▸ **Items listed in a dataset**
==*==
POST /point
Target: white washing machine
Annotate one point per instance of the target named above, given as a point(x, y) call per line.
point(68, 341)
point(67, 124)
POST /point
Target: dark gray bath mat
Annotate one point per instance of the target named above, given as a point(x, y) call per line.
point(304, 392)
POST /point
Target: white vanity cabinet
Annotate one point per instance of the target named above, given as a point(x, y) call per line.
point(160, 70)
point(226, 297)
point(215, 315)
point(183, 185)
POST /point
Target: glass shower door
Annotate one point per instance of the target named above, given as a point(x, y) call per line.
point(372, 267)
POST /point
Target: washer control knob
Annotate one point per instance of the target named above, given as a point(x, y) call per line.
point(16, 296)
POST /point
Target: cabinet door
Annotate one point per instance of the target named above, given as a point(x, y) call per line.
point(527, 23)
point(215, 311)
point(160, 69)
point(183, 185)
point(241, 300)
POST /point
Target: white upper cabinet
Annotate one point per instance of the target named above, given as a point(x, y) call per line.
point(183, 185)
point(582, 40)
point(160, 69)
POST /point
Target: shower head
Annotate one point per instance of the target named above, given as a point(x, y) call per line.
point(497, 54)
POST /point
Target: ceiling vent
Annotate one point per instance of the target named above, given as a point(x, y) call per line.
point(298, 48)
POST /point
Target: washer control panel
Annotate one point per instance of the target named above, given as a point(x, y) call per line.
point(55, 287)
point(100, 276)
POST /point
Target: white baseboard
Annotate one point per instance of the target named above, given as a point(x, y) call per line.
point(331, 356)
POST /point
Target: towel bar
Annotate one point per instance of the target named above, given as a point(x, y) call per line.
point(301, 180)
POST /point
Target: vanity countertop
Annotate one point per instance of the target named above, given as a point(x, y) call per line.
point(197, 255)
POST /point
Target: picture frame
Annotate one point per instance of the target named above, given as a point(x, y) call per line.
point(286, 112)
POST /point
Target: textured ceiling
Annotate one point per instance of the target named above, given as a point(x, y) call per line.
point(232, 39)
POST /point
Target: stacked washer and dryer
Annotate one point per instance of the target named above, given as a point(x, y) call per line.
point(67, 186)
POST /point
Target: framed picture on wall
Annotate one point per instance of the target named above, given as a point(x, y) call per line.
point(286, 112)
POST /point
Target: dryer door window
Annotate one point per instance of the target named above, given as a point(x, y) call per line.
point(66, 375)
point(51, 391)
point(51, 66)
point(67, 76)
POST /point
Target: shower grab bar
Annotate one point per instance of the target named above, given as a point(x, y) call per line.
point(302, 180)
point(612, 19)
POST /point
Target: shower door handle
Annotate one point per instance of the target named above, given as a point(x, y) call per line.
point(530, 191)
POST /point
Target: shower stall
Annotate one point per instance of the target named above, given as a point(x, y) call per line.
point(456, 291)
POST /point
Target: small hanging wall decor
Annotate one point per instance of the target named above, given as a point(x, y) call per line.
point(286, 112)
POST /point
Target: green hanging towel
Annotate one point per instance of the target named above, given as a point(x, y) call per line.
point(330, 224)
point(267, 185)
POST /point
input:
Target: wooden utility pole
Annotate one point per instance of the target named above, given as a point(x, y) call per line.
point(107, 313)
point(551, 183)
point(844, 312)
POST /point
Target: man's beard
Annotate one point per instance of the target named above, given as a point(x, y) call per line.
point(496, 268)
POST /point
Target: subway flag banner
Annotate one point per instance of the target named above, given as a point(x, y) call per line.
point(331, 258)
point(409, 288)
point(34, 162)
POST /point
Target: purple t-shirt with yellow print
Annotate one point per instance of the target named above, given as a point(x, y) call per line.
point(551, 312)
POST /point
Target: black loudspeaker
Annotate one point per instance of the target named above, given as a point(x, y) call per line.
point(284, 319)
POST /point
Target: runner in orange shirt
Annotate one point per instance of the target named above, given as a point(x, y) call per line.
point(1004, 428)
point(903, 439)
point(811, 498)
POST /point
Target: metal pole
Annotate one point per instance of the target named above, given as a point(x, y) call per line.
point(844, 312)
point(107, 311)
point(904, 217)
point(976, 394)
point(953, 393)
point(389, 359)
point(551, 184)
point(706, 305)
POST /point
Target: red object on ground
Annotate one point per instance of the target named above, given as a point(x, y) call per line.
==*==
▸ **Work item**
Using the entries above, please restate each one word for word.

▸ **Finished task**
POST /point
Target: white washing machine
Annotate one point per instance of the target named above, given as a point(x, y) call per line.
point(68, 341)
point(67, 124)
POST /point
Target: dark gray bath mat
Annotate one point per instance of the target named above, given as a point(x, y) call per line.
point(304, 392)
POST /point
Target: white vanity cabinet
Annotate one point per instance of the target named above, given as a point(x, y) call per line.
point(160, 70)
point(226, 297)
point(215, 315)
point(183, 185)
POST /point
Target: glass shower door
Annotate one point per instance of the target named above, given as a point(x, y) call per line.
point(372, 267)
POST /point
Target: washer control knob
Annotate one point per instance of the target named above, given as a point(x, y) call per line.
point(16, 296)
POST /point
Target: cabinet door
Annotate one point per instance of the target named above, given as a point(x, y) call per line.
point(527, 23)
point(215, 311)
point(160, 69)
point(183, 185)
point(241, 300)
POST /point
Target: white upper cabinet
Annotate one point per instance of the target named above, given as a point(x, y) call per line.
point(183, 185)
point(582, 40)
point(160, 69)
POST /point
Target: shower head
Annotate one point per instance of the target named above, given as a point(x, y) call per line.
point(497, 54)
POST /point
Target: ceiling vent
Annotate one point per instance of the target named above, given as a point(x, y) call per line.
point(298, 48)
POST /point
Target: washer control panel
Annotate one point per instance of the target named above, given as a point(x, y) call per line.
point(55, 287)
point(100, 276)
POST /point
Target: white baseboard
Annotate one point per instance of the target named above, given as a point(x, y) call per line.
point(331, 356)
POST /point
Target: towel bar
Annotate one point per instance of the target named above, given as a point(x, y) call per line.
point(301, 180)
POST /point
Target: vanity countertop
Annotate one point per instance of the target named above, given as a point(x, y) call per line.
point(197, 255)
POST /point
Target: picture frame
Annotate one point per instance of the target named above, given as a point(x, y) call per line.
point(286, 112)
POST /point
Target: textured ceiling
Annotate one point per instance of the target named above, given as a point(x, y) call per line.
point(232, 39)
POST /point
Target: stacked washer and dryer
Annotate one point per instance of the target named above, given as a point(x, y) call per line.
point(67, 186)
POST /point
Target: framed picture on wall
Annotate one point per instance of the target named above, given as a point(x, y) call per line.
point(286, 112)
POST /point
Target: dryer door window
Annotate one point per instance of the target named above, given as a point(x, y) call per line.
point(66, 375)
point(51, 391)
point(51, 66)
point(67, 76)
POST /point
Target: shower grab bar
Annotate one point per instance of the target named above, given as a point(x, y) call per line.
point(302, 180)
point(612, 19)
POST /point
Target: shower door handle
Annotate one point per instance of the target named above, given as a point(x, y) call per line.
point(530, 191)
POST /point
Target: shower stall
Annotate one point per instance of the target named above, given as a point(x, y) call per line.
point(456, 291)
POST /point
Target: small hanging wall decor
Annotate one point per instance of the target named above, given as a point(x, y) call per line.
point(286, 112)
POST /point
Target: green hanging towel
Annotate one point per instance of the target named above, given as a point(x, y) call per line.
point(330, 224)
point(267, 185)
POST /point
input:
Target: wooden utility pole
Annotate one point per instance of the target named above, given as a point(x, y) call per line.
point(107, 313)
point(551, 183)
point(844, 312)
POST /point
Target: man's beard
Annotate one point per instance of the target named above, given as a point(x, y) call per line.
point(496, 268)
POST /point
Target: subway flag banner
Annotate one point per instance of the target named above, given as a point(x, y) call per line.
point(331, 258)
point(409, 288)
point(34, 162)
POST /point
Target: purple t-shirt with yellow print
Annotate one point per instance of the target named above, given as a point(x, y) call per line.
point(551, 312)
POST /point
Target: black loudspeaker
Annotate one point per instance of the target named above, given as a point(x, y) call per line.
point(284, 319)
POST /point
Target: runner in orange shirt
Annotate one point per instance of the target named above, given as a point(x, y) call per line.
point(1004, 428)
point(903, 439)
point(811, 498)
POST /point
Target: metal pole
Annotate one point per instance of the target named above, given as a point(x, y) call per line.
point(844, 312)
point(107, 311)
point(904, 217)
point(976, 394)
point(953, 393)
point(389, 359)
point(551, 184)
point(706, 305)
POST /point
Target: red object on ground
Annotate one point per instance of the target named above, given as a point(x, y) call per line.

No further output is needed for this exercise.